§ Passage
** begin **

After the Packers pick, San Francisco and Buffalo come on the clock, looking for mostly defensive help for their teams.
With the tenth pick in the 2009 NFL Draft, the San Francisco 49ers select Everette Brown, OLB, Florida State.
The 49ers have various needs this offseason, but unlike what some people are predicting, a first round QB is not one of those needs. The 49ers have a pair of outside linebackers, one of whom turned in a very solid season in 2008. Parys Haralson seems to have a legitimate future going forward as a pass rushing outside linebacker. Manny Lawson is an athletic freak, but he seems less inclined to rush the passer or more likely to be a guy in coverage and in a read position.

** end **

§ Requirement A
Rewrite the draft article between "After the Packers" and "OLB, Florida State.", inclusive, swapping every "San Francisco" for "Oakland".
§ Requirement B
Render the records between the lines holding "Neural radiology workstation: highlight the concrete" and "[672,145,706,176]", inclusive, as a Markdown table with columns Row and Line, numbering each line and omitting blank lines.
The draft article and the records are unrelated, separate pieces of material.

§ Records to process
** begin **

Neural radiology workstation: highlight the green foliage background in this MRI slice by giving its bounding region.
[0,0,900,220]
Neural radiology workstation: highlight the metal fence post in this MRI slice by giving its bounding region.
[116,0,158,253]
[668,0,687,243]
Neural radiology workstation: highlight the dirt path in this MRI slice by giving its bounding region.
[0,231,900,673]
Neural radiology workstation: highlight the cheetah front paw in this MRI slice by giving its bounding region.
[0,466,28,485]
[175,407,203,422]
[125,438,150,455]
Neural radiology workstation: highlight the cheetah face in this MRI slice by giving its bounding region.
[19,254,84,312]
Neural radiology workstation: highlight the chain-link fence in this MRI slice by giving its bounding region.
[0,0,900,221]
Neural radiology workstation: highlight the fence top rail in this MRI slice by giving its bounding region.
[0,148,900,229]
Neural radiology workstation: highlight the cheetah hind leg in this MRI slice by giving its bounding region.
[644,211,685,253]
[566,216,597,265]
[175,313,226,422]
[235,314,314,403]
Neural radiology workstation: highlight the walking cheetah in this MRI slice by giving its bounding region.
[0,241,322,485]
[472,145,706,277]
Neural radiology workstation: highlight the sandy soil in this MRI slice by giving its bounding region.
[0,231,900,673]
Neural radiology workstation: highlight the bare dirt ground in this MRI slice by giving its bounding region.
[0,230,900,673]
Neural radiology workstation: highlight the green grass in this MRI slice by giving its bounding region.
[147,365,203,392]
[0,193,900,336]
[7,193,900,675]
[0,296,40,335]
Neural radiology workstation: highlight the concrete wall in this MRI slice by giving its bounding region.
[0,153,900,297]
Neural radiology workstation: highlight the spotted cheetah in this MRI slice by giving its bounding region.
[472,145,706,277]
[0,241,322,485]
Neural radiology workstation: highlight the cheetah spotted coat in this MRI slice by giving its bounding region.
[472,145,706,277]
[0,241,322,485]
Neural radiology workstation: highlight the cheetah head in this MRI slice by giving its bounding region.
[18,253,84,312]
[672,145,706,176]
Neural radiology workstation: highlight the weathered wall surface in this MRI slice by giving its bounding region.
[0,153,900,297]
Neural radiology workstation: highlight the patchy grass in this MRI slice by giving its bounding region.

** end **

§ Correct answer A
After the Packers pick, Oakland and Buffalo come on the clock, looking for mostly defensive help for their teams.
With the tenth pick in the 2009 NFL Draft, the Oakland 49ers select Everette Brown, OLB, Florida State.

§ Correct answer B
| Row | Line |
|---|---|
| 1 | Neural radiology workstation: highlight the concrete wall in this MRI slice by giving its bounding region. |
| 2 | [0,153,900,297] |
| 3 | Neural radiology workstation: highlight the spotted cheetah in this MRI slice by giving its bounding region. |
| 4 | [472,145,706,277] |
| 5 | [0,241,322,485] |
| 6 | Neural radiology workstation: highlight the cheetah spotted coat in this MRI slice by giving its bounding region. |
| 7 | [472,145,706,277] |
| 8 | [0,241,322,485] |
| 9 | Neural radiology workstation: highlight the cheetah head in this MRI slice by giving its bounding region. |
| 10 | [18,253,84,312] |
| 11 | [672,145,706,176] |